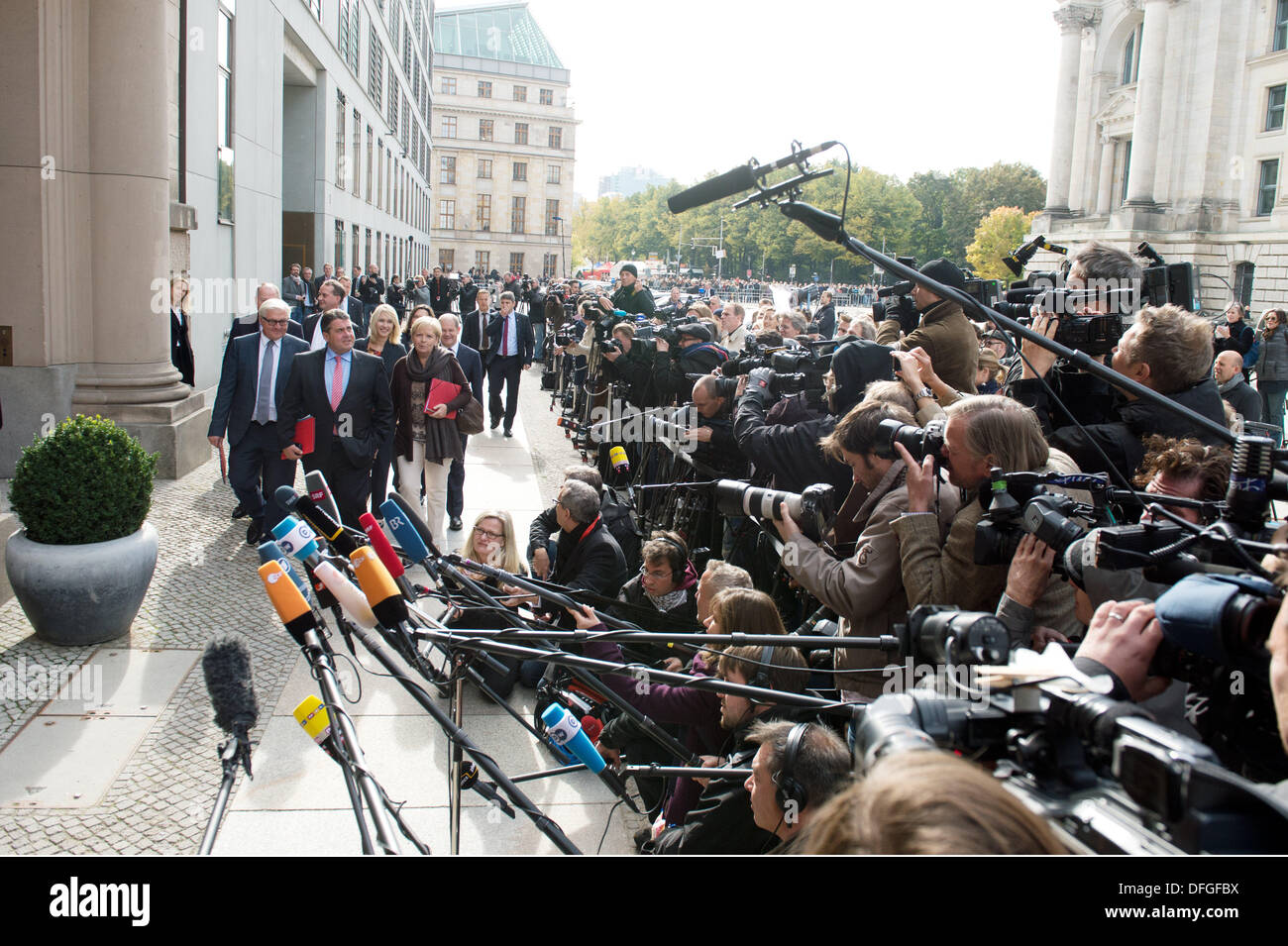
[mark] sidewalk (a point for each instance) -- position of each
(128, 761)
- - -
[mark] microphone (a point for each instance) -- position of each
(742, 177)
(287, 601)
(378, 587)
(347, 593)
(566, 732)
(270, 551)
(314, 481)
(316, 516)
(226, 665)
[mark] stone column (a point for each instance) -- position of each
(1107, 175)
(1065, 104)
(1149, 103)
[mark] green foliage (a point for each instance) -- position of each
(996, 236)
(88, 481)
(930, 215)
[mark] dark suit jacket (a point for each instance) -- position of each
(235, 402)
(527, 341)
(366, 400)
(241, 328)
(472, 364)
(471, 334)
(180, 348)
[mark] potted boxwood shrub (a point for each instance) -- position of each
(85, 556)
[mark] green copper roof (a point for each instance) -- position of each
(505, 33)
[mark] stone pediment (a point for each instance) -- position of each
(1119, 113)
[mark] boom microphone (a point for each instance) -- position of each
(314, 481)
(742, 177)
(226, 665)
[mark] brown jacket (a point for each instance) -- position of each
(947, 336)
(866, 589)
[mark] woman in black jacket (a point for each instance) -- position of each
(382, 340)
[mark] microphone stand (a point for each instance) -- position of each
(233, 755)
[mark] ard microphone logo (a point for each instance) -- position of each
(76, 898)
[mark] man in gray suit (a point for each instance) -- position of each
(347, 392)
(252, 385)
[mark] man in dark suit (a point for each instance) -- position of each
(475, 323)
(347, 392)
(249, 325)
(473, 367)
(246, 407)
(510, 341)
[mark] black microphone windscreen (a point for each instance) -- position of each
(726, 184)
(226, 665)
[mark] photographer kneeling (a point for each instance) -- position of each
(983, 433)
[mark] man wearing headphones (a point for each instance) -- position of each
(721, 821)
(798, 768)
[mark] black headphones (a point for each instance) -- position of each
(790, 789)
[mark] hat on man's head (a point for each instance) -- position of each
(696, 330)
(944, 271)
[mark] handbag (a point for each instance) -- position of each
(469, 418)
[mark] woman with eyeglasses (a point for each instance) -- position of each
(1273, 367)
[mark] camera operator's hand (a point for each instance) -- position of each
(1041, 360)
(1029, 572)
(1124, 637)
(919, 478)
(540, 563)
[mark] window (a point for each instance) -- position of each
- - -
What needs to be done - All lines in the data above from the one with "[mark] black headphones" through the one with "[mark] window (a" must be repeated exactly, and no others.

Answer space -
[mark] black headphones (a point for each instance) -- position of each
(790, 789)
[mark] hat on man's head (a point for each instance) -- position of each
(696, 330)
(944, 271)
[mark] handbag (a point for each instance) -- position of each
(469, 418)
[mark] woman with eyeglasses (a point for each instance) -- position of each
(1273, 367)
[mark] camera operator's hand (a point for each instance) -- position of each
(1041, 360)
(1029, 572)
(1124, 637)
(919, 478)
(540, 563)
[mark] window (a point for each instance) -- position of each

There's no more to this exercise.